__Document section__
◆ ◆ ◆ ◆
The perfect ones just cost too much. The wounded ones don't get better. And the ones on the fence seem like they are about to fall to the wrong side.
I am talking about the retail and restaurant group. This is a moment where companies like Dave & Busters (PLAY) -- the eat, drink and be merry while playing and watching games restaurateur -- is putting up amazing numbers, but at 29x earnings that's a full price tag for its almost 9% comparable store growth.
Contrast that with Wal-Mart (WMT). It may not have any growth to speak of, but you can get it at 13x earnings.
The first has to have everything continue to go right if it isn't going to get obliterated, and the second can't get it right - so how in the world does it go up?
Then there is Costco (COST), where you have terrific comp numbers, but a series of one-time-only issues, which added up to a total clobbering earlier this week.
◆ ◆ ◆ ◆
__Excerpted records__
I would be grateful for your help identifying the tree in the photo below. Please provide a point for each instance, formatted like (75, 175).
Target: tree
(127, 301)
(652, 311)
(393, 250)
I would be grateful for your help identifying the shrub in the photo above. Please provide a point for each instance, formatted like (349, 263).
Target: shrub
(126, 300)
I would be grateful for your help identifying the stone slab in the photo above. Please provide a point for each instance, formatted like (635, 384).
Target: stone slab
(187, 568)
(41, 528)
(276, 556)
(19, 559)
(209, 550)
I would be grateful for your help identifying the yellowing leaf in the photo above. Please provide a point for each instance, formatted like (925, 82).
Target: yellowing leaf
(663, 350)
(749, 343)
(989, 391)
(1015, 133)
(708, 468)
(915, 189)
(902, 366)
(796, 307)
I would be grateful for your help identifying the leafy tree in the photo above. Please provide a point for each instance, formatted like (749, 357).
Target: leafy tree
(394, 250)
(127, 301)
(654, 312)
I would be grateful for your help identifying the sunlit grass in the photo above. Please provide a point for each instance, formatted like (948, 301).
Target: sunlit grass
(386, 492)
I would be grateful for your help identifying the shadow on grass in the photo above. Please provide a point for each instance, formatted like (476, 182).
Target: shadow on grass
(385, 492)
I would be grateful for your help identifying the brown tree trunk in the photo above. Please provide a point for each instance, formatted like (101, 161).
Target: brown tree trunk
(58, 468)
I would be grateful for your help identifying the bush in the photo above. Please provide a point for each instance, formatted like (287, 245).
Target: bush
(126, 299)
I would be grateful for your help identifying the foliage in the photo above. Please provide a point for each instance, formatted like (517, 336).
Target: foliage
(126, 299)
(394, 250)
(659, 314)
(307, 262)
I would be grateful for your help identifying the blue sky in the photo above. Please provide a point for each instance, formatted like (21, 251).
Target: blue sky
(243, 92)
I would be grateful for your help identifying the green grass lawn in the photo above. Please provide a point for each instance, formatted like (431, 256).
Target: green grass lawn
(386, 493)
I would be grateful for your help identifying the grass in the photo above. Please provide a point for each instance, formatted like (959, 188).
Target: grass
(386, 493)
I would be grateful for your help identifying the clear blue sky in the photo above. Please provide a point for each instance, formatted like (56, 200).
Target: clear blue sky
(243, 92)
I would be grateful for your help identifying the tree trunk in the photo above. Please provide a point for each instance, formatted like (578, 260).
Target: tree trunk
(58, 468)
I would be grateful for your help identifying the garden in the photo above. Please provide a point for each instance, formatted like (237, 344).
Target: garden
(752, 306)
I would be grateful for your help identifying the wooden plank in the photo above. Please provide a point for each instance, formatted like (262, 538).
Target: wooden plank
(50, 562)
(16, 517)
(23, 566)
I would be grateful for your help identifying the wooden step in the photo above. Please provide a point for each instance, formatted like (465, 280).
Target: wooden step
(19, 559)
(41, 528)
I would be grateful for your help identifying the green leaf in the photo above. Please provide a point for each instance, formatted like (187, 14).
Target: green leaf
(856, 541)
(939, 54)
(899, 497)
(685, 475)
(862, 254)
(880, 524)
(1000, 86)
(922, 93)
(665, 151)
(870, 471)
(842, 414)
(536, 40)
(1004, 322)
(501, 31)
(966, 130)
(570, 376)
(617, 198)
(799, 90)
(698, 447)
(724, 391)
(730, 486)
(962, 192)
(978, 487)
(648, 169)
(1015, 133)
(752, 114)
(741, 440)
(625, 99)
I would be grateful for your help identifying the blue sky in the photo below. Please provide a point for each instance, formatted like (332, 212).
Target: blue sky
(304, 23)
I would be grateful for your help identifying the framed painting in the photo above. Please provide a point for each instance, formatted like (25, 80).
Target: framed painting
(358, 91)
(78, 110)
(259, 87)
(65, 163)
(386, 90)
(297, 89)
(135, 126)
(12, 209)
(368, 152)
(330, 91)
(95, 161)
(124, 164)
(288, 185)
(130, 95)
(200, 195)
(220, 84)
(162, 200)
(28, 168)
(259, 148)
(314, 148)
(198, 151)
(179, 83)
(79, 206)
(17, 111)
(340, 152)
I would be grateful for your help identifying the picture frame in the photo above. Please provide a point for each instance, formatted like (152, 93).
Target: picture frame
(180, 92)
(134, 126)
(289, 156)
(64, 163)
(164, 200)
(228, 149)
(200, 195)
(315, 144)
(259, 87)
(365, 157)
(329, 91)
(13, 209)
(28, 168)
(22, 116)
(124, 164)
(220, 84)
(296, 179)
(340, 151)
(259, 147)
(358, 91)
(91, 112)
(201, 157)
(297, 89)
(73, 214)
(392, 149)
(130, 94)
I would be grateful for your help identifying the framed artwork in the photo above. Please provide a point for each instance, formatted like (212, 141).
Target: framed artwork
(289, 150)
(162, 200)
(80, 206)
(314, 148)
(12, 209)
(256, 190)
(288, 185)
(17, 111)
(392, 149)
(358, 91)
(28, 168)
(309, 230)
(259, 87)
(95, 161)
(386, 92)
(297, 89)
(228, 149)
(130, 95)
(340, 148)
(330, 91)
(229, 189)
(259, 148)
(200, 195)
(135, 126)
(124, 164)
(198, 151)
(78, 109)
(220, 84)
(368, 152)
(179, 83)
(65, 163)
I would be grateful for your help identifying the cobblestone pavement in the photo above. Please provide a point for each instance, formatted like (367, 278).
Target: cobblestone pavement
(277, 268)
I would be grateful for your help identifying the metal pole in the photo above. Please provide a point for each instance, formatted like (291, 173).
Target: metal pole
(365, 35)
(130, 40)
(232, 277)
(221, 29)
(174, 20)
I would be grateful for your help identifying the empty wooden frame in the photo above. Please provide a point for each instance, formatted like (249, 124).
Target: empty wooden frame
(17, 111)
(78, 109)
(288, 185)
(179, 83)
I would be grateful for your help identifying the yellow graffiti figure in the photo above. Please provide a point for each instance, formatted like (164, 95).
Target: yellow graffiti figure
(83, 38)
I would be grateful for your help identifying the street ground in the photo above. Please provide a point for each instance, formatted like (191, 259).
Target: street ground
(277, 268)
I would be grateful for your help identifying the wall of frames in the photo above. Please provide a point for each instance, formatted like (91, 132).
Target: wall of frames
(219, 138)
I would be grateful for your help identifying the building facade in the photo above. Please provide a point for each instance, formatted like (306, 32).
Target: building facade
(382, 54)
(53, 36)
◆ ◆ ◆ ◆
__To-do list__
A – In the passage on retail and restaurant stocks, what earnings multiple is given for Wal-Mart?
B – From the passage on retail and restaurant stocks, copy out the text between "I am talking" and "earlier this week.", inclusive.
The entries are separate material from the passage on retail and restaurant stocks.

__Answers__
A – 13x earnings.

B –
I am talking about the retail and restaurant group. This is a moment where companies like Dave & Busters (PLAY) -- the eat, drink and be merry while playing and watching games restaurateur -- is putting up amazing numbers, but at 29x earnings that's a full price tag for its almost 9% comparable store growth.
Contrast that with Wal-Mart (WMT). It may not have any growth to speak of, but you can get it at 13x earnings.
The first has to have everything continue to go right if it isn't going to get obliterated, and the second can't get it right - so how in the world does it go up?
Then there is Costco (COST), where you have terrific comp numbers, but a series of one-time-only issues, which added up to a total clobbering earlier this week.